- [Instruções do exercício]:
[1] Resuma em duas frases o texto sobre as mudanças no IPERGS.
[2] Escreva a continuação do texto sobre as mudanças no IPERGS a partir da última frase apresentada.

- [Texto da página]:
^^^^^^^^
Criação de carência de 60 dias para consultas e exames, 90 dias para procedimentos ambulatoriais, 180 dias para internações clinicas e cirúrgicas, exames e procedimentos de alto custo, 300 dias para assistência relativa à gravidez e 730 dias (2 ANOS) para cobertura de doenças ou lesões, congênitas ou preexistentes, sem a possibilidade de pagamento antecipado (art. 29);

(Conforme §1º, art. 29, não haverá a exigência de cumprimento de carência para o servidor e seus dependentes ou pensionistas que aderirem ao plano quando do seu ingresso no serviço público. Os referidos prazos estão dentro dos limites fixados pela ANS)

O reembolso será feito apenas quando previamente autorizado e no limite previsto pela tabela de despesas, ficando excluídos da cobertura os procedimentos, exames, tratamentos, insumos, materiais que não estejam previstos na referida tabela (art. 35);

(Permanece a previsão atual que limita o reembolso das despesas realizadas dentro da tabela do IPERGS, que se mostra desatualizada frente à constante evolução na área da medicina, desde as técnicas, matérias e procedimentos, ocasionando muitas vezes que o reembolso não ocorra de forma integral)

Criação dos Planos Especiais, para disponibilizar outros serviços ou procedimentos, sendo a participação opcional mediante prévia solicitação e mensalidade especifica (art. 4º, § 3º). Também pelo art. 19, § 1º poderão ser criados Programas Especiais para serviços ou procedimentos de prevenção à doenças;

(Trata-se da criação de novas modalidades de planos que tendem a onerar o servidor, visto que, atualmente, todos os serviços disponibilizados se encontram incluídos na cobertura atual. Ademais, o conceito de prevenção de doenças restringe a realização de exames e procedimento prévios de eventual diagnostico)  

Fim da contribuição paritária do Poder Público aos pensionistas, cabendo a estes arcarem com o total do percentual devido (art. 22, § único);

(A partir da promulgação da Lei, o Governo pretende transferir ao pensionista o pagamento do percentual que lhe incumbe a título de contribuição paritária, dobrando a quantia a ser descontada)

Possibilidade de inclusão de novos Entes Públicos através de contratos para a cobertura assistencial (art. 38);

(Esta possibilidade já ocorreu em períodos anteriores, tendo na realidade contribuindo e muito nos números que representam o déficit atual da autarquia)

PL nº 213: dispõe sobre a reorganização do quadro de pessoal do IPERGS, com a divisão entre IPE-Prev e IPE-Saúde.
^^^^^^^^
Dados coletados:
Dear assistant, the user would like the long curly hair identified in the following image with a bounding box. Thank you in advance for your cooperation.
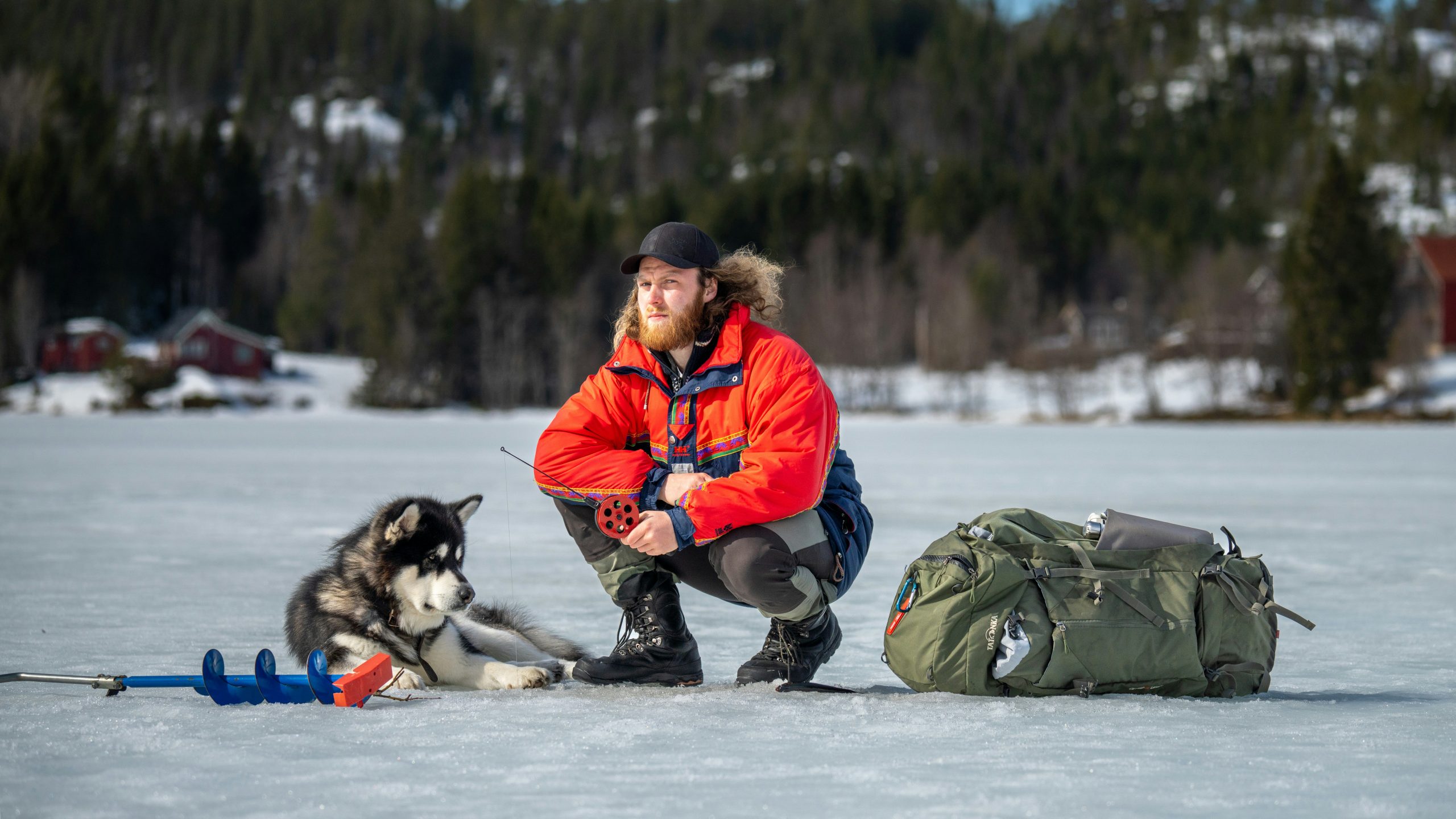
[611,246,783,348]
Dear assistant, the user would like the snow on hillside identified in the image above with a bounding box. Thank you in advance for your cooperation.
[5,347,366,415]
[5,345,1456,424]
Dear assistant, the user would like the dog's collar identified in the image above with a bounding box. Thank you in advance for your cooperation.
[386,606,440,682]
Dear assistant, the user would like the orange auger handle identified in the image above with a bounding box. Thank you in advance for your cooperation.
[333,653,395,708]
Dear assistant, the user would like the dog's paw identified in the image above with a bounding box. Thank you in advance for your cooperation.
[505,666,552,688]
[535,660,571,682]
[390,669,425,691]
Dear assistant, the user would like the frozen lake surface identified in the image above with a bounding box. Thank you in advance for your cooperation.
[0,412,1456,819]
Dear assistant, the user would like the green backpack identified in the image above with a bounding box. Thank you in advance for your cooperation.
[884,508,1315,697]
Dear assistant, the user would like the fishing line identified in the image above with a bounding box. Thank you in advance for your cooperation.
[501,446,521,661]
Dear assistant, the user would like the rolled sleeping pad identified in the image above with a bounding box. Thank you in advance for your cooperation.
[1097,508,1213,551]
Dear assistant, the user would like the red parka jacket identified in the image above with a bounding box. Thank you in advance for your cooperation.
[536,305,850,548]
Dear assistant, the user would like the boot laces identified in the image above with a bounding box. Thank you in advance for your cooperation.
[759,619,804,673]
[611,594,663,657]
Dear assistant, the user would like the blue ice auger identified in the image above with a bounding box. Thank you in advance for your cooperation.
[0,648,392,705]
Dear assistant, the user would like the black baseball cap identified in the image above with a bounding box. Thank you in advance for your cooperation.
[622,221,719,274]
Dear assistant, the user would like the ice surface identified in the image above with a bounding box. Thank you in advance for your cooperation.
[0,412,1456,819]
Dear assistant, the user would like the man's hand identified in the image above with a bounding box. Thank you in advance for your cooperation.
[657,472,712,506]
[622,510,689,557]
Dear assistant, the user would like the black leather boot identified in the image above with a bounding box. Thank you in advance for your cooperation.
[738,606,843,685]
[571,571,703,685]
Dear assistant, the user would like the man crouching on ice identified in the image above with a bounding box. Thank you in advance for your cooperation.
[536,221,874,685]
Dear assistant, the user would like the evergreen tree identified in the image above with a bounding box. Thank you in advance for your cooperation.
[1283,146,1396,414]
[278,198,348,353]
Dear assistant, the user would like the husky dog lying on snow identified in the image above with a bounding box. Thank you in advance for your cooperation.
[287,495,584,689]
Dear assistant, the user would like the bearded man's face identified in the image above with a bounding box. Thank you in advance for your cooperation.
[636,257,718,351]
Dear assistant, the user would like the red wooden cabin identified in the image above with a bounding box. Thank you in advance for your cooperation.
[41,318,127,373]
[1415,236,1456,350]
[157,308,274,379]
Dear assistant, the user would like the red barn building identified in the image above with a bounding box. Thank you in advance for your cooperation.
[157,308,272,379]
[1409,236,1456,350]
[41,318,127,373]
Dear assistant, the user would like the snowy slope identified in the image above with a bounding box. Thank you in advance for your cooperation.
[5,353,1456,424]
[5,353,367,415]
[0,412,1456,819]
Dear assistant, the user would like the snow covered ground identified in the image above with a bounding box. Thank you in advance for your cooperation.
[0,412,1456,819]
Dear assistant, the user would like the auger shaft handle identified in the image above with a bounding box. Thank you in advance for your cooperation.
[0,672,126,691]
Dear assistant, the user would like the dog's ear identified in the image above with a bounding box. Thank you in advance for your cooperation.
[450,495,481,526]
[384,503,419,544]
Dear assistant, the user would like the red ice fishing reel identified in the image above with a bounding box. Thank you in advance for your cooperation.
[501,446,642,541]
[597,495,642,541]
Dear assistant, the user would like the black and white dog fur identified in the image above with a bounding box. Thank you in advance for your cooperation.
[287,495,585,689]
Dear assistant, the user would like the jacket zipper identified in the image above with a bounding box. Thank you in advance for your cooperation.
[920,555,975,578]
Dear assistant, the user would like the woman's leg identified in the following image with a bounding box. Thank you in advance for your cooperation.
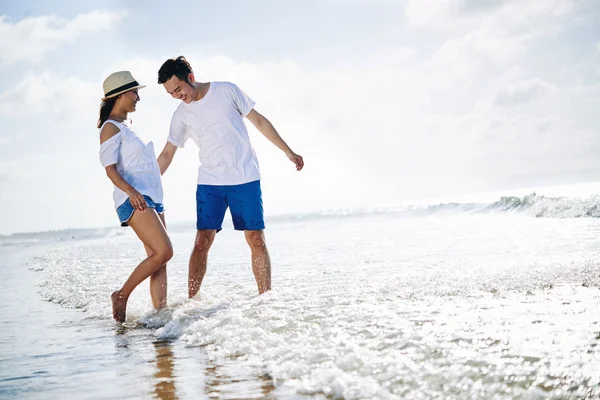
[144,213,167,310]
[111,208,173,322]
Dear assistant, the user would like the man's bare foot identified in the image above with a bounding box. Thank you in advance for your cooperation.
[110,290,127,323]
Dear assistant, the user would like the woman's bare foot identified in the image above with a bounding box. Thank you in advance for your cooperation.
[110,290,127,323]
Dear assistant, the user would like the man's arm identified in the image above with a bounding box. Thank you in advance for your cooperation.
[246,109,304,171]
[158,142,177,175]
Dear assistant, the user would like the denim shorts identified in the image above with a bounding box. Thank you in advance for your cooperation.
[117,195,165,226]
[196,181,265,232]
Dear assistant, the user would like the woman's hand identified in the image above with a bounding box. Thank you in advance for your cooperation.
[127,189,148,211]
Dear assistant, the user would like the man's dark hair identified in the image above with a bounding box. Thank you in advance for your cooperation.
[158,56,194,85]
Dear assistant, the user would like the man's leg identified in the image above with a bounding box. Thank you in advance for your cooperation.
[188,230,217,299]
[193,185,227,299]
[227,181,271,294]
[244,230,271,294]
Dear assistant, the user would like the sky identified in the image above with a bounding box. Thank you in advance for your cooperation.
[0,0,600,234]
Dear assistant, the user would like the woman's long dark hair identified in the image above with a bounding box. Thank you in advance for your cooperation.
[98,96,119,128]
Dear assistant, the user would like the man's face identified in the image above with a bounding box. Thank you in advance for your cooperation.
[163,74,194,104]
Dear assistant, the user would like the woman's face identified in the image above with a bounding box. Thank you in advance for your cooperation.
[120,89,140,112]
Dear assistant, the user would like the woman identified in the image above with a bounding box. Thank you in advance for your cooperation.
[98,71,173,322]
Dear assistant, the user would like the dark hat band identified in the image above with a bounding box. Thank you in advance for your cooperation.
[104,81,140,97]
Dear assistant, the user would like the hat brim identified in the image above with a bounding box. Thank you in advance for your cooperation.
[102,85,146,101]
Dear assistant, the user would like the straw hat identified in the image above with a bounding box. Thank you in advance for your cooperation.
[102,71,146,101]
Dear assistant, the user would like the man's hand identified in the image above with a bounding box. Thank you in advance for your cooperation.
[286,151,304,171]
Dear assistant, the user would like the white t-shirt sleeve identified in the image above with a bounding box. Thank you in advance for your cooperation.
[100,131,123,168]
[229,83,255,118]
[167,109,189,147]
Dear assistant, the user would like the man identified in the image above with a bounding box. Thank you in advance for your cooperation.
[158,56,304,298]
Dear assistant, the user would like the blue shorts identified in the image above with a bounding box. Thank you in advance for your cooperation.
[196,181,265,232]
[117,195,165,226]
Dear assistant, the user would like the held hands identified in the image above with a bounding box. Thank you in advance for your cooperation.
[285,150,304,171]
[127,189,148,211]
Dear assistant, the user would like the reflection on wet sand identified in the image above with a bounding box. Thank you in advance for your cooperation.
[204,363,275,399]
[115,328,277,400]
[154,341,178,400]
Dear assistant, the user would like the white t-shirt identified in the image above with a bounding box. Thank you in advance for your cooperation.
[167,82,260,185]
[100,120,163,209]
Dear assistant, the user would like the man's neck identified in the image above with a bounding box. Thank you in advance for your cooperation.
[193,82,210,101]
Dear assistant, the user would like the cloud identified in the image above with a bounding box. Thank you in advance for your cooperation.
[405,0,584,30]
[0,71,102,125]
[494,79,553,107]
[0,11,126,66]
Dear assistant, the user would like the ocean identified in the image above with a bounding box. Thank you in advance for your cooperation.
[0,184,600,399]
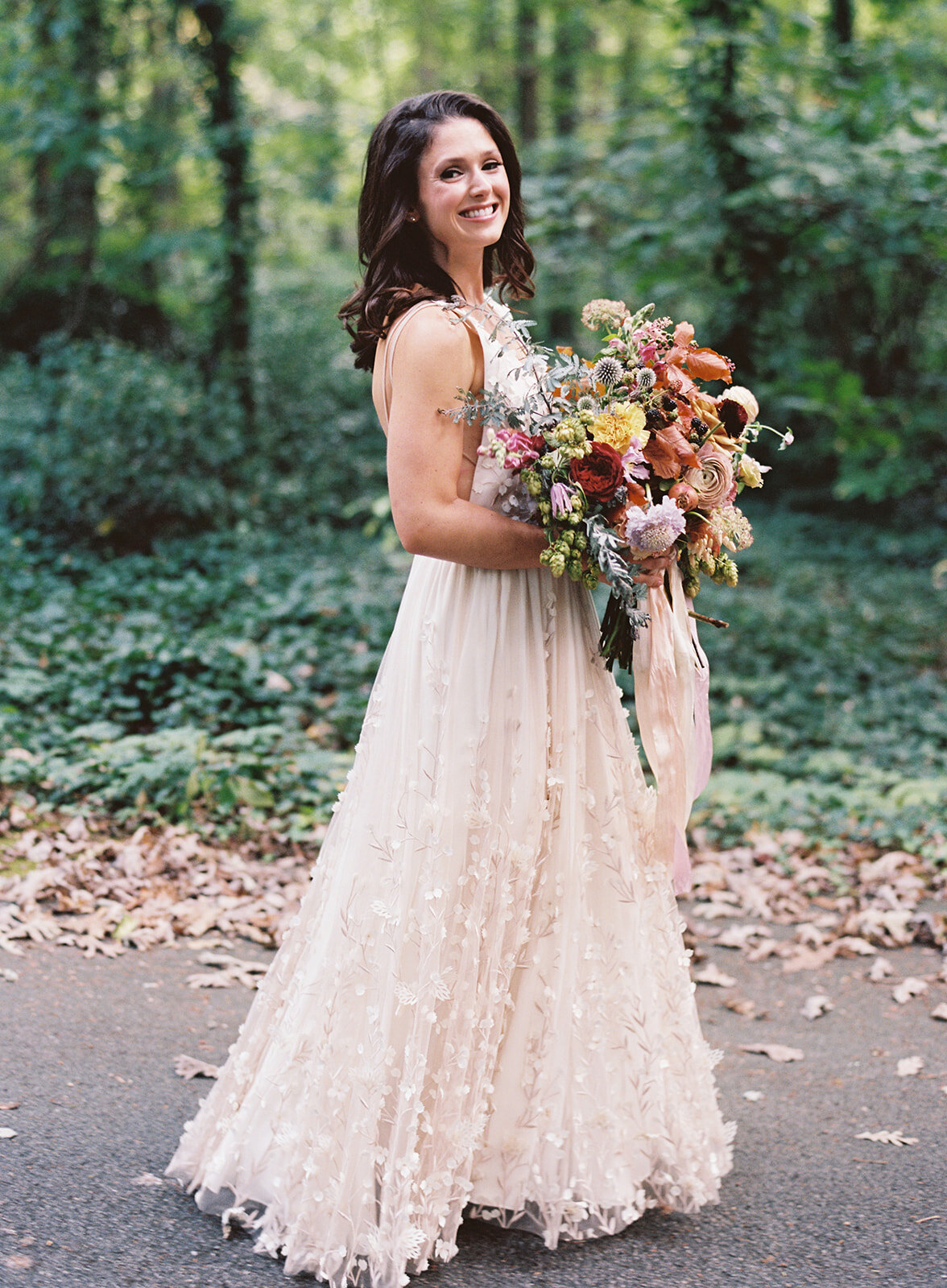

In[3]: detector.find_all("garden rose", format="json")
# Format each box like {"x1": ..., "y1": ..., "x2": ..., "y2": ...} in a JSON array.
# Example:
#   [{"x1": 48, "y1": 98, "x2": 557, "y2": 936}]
[
  {"x1": 737, "y1": 456, "x2": 771, "y2": 487},
  {"x1": 717, "y1": 385, "x2": 760, "y2": 425},
  {"x1": 683, "y1": 446, "x2": 734, "y2": 510},
  {"x1": 569, "y1": 442, "x2": 625, "y2": 501},
  {"x1": 668, "y1": 479, "x2": 700, "y2": 510}
]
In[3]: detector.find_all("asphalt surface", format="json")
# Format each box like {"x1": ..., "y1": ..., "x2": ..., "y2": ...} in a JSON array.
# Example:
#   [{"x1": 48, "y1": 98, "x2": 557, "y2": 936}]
[{"x1": 0, "y1": 944, "x2": 947, "y2": 1288}]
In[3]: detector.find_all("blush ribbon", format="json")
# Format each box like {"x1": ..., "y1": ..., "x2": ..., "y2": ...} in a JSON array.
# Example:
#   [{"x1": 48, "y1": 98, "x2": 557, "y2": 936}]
[{"x1": 631, "y1": 563, "x2": 713, "y2": 894}]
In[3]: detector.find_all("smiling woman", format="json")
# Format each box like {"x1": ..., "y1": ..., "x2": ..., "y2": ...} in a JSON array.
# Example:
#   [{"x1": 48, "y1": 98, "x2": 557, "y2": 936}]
[{"x1": 169, "y1": 92, "x2": 730, "y2": 1288}]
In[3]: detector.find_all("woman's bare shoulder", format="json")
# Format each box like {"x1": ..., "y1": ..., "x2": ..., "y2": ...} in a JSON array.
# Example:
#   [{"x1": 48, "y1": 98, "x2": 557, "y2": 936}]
[{"x1": 393, "y1": 301, "x2": 478, "y2": 371}]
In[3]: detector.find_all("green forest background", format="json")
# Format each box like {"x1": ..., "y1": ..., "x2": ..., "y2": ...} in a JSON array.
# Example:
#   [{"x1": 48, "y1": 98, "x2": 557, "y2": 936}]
[{"x1": 0, "y1": 0, "x2": 947, "y2": 859}]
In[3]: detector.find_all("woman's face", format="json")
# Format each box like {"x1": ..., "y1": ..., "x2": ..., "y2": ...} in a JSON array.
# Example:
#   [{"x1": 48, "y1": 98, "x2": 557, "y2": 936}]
[{"x1": 417, "y1": 116, "x2": 511, "y2": 268}]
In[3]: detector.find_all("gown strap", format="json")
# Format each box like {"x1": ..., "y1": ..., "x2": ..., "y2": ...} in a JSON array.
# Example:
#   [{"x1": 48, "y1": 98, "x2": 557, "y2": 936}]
[{"x1": 382, "y1": 300, "x2": 479, "y2": 425}]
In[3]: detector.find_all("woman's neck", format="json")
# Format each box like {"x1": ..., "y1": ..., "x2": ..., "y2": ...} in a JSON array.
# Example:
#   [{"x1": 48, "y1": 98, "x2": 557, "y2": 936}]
[{"x1": 440, "y1": 255, "x2": 485, "y2": 305}]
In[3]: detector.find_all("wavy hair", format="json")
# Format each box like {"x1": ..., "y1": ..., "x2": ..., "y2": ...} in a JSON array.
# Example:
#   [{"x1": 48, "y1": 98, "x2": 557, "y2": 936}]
[{"x1": 339, "y1": 90, "x2": 535, "y2": 371}]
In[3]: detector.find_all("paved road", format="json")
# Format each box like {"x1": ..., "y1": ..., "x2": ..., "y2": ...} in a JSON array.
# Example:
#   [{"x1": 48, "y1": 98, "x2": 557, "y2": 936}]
[{"x1": 0, "y1": 945, "x2": 947, "y2": 1288}]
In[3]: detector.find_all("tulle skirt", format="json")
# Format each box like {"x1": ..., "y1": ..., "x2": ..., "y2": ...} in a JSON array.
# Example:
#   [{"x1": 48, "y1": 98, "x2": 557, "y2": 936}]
[{"x1": 167, "y1": 558, "x2": 730, "y2": 1288}]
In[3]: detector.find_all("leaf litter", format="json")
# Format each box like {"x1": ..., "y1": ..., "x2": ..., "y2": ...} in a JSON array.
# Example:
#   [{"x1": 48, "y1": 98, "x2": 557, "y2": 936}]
[
  {"x1": 855, "y1": 1129, "x2": 917, "y2": 1145},
  {"x1": 689, "y1": 828, "x2": 947, "y2": 980},
  {"x1": 738, "y1": 1042, "x2": 805, "y2": 1064},
  {"x1": 0, "y1": 807, "x2": 947, "y2": 988},
  {"x1": 799, "y1": 993, "x2": 833, "y2": 1020},
  {"x1": 0, "y1": 816, "x2": 313, "y2": 958},
  {"x1": 894, "y1": 1055, "x2": 924, "y2": 1078}
]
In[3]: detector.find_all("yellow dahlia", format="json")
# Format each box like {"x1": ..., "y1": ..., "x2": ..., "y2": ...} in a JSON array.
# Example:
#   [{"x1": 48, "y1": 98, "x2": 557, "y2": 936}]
[{"x1": 589, "y1": 403, "x2": 648, "y2": 456}]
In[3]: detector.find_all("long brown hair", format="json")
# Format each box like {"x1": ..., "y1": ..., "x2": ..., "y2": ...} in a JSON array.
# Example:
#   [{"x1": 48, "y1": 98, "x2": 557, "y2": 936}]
[{"x1": 339, "y1": 90, "x2": 535, "y2": 371}]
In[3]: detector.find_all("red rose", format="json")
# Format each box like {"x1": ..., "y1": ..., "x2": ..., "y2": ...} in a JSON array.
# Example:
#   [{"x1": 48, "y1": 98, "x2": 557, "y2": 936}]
[{"x1": 569, "y1": 442, "x2": 625, "y2": 502}]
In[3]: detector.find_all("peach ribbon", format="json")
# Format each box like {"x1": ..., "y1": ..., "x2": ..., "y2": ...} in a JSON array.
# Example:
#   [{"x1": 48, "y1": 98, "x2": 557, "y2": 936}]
[{"x1": 633, "y1": 564, "x2": 713, "y2": 894}]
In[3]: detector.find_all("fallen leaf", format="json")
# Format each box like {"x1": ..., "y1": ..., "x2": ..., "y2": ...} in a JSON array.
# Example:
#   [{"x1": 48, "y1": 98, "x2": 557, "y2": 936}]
[
  {"x1": 895, "y1": 1055, "x2": 924, "y2": 1078},
  {"x1": 717, "y1": 925, "x2": 765, "y2": 948},
  {"x1": 782, "y1": 943, "x2": 835, "y2": 975},
  {"x1": 855, "y1": 1131, "x2": 917, "y2": 1145},
  {"x1": 693, "y1": 962, "x2": 737, "y2": 988},
  {"x1": 263, "y1": 671, "x2": 292, "y2": 693},
  {"x1": 723, "y1": 997, "x2": 769, "y2": 1020},
  {"x1": 174, "y1": 1055, "x2": 221, "y2": 1082},
  {"x1": 799, "y1": 993, "x2": 833, "y2": 1020},
  {"x1": 739, "y1": 1042, "x2": 805, "y2": 1064},
  {"x1": 891, "y1": 975, "x2": 928, "y2": 1006},
  {"x1": 221, "y1": 1207, "x2": 254, "y2": 1239}
]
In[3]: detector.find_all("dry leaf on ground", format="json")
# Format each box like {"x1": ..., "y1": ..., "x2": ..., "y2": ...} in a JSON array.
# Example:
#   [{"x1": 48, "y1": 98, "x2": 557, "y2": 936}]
[
  {"x1": 693, "y1": 962, "x2": 737, "y2": 988},
  {"x1": 855, "y1": 1131, "x2": 917, "y2": 1145},
  {"x1": 739, "y1": 1042, "x2": 805, "y2": 1064},
  {"x1": 723, "y1": 997, "x2": 769, "y2": 1020},
  {"x1": 174, "y1": 1055, "x2": 221, "y2": 1082},
  {"x1": 221, "y1": 1207, "x2": 254, "y2": 1239},
  {"x1": 799, "y1": 993, "x2": 835, "y2": 1020},
  {"x1": 894, "y1": 1055, "x2": 924, "y2": 1078},
  {"x1": 891, "y1": 975, "x2": 928, "y2": 1006}
]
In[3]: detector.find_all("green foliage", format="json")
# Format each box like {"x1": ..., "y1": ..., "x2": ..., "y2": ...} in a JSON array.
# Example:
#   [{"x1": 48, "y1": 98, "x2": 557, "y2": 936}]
[
  {"x1": 0, "y1": 275, "x2": 385, "y2": 547},
  {"x1": 615, "y1": 493, "x2": 947, "y2": 852},
  {"x1": 0, "y1": 504, "x2": 947, "y2": 855},
  {"x1": 0, "y1": 530, "x2": 404, "y2": 831},
  {"x1": 0, "y1": 340, "x2": 242, "y2": 541}
]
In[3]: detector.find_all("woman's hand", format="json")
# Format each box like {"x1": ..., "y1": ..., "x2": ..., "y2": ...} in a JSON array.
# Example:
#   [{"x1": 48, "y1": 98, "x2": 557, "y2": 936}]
[{"x1": 631, "y1": 546, "x2": 678, "y2": 590}]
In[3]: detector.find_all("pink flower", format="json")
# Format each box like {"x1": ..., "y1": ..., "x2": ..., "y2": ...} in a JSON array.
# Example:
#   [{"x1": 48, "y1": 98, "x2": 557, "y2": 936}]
[{"x1": 549, "y1": 483, "x2": 573, "y2": 519}]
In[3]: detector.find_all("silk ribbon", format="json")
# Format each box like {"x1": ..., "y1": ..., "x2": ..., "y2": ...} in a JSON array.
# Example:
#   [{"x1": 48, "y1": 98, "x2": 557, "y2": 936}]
[{"x1": 633, "y1": 564, "x2": 713, "y2": 894}]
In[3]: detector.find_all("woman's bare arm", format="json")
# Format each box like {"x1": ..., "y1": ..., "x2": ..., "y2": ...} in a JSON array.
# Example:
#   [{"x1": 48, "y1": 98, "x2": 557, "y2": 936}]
[{"x1": 388, "y1": 309, "x2": 546, "y2": 568}]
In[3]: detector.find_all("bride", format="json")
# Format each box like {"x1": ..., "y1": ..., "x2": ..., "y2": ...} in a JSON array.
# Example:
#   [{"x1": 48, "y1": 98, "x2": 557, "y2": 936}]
[{"x1": 167, "y1": 92, "x2": 730, "y2": 1288}]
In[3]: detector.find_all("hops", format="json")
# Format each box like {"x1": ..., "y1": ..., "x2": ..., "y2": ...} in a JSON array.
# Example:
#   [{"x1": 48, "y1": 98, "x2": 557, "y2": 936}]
[
  {"x1": 591, "y1": 354, "x2": 625, "y2": 389},
  {"x1": 582, "y1": 300, "x2": 627, "y2": 331}
]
^^^^^^^^
- [Respostas em ordem]:
[1] As mudanças incluem carências de 60 a 730 dias conforme o tipo de atendimento, reembolso apenas com autorização prévia e dentro da tabela de despesas, Planos Especiais opcionais com mensalidade específica e o fim da contribuição paritária do Poder Público aos pensionistas. Também se prevê a inclusão de novos Entes Públicos por meio de contratos, e as observações entre parênteses apontam que os novos planos tendem a onerar o servidor e que a quantia descontada dos pensionistas dobrará.

[2]
Reestrutura as carreiras do quadro de pessoal do IPERGS para adequação das novas autarquias;

(os servidores que hoje fazem parte do IPERGS poderão optar para compor o quadro de servidores do IPE-Prev ou IPE-Saúde)

Organiza a carreira dos servidores em graus e níveis, estabelecendo sua tabela remuneratória;

Ora, o Governo fala em modernização, qualificação e ampliação do atendimento, mas a dita melhoria independeria da separação das atividades de saúde e previdência, uma vez que é o próprio Estado do Rio Grande do Sul o causador dos problemas do IPE Saúde, que vem atrasando as contribuições dos servidores. 

A verdade é que totalmente contraditório um Governo que extingue Fundações e busca privatizar Estatais, apresentar proposta para a criação de mais uma autarquia através de Projetos de Lei que foram elaborados sem a participação dos seus mais de 1.000.000 de beneficiários ou das entidades sindicais ou, inclusive, sem a participação do Conselho Deliberativo do IPE, indo na contramão da alegada falta de recursos que o Estado está passando.

Portanto, se aprovados, os respectivos Projetos tendem a enfraquecer ambas as autarquias criadas, até o ponto em que ficará ainda mais visível a diminuição da assistência à saúde, favorecendo, futuramente, as terceirizações e privatizações que não são segredo para ninguém, pois fazem parte das intenções deste atual Governo que tem o intuito de encolher a máquina do Estado.

Destacamos, também, que seguem sendo analisadas demais questões legais, formais e materiais no intuito de garantir a correta aplicação legal referente à matéria em comento.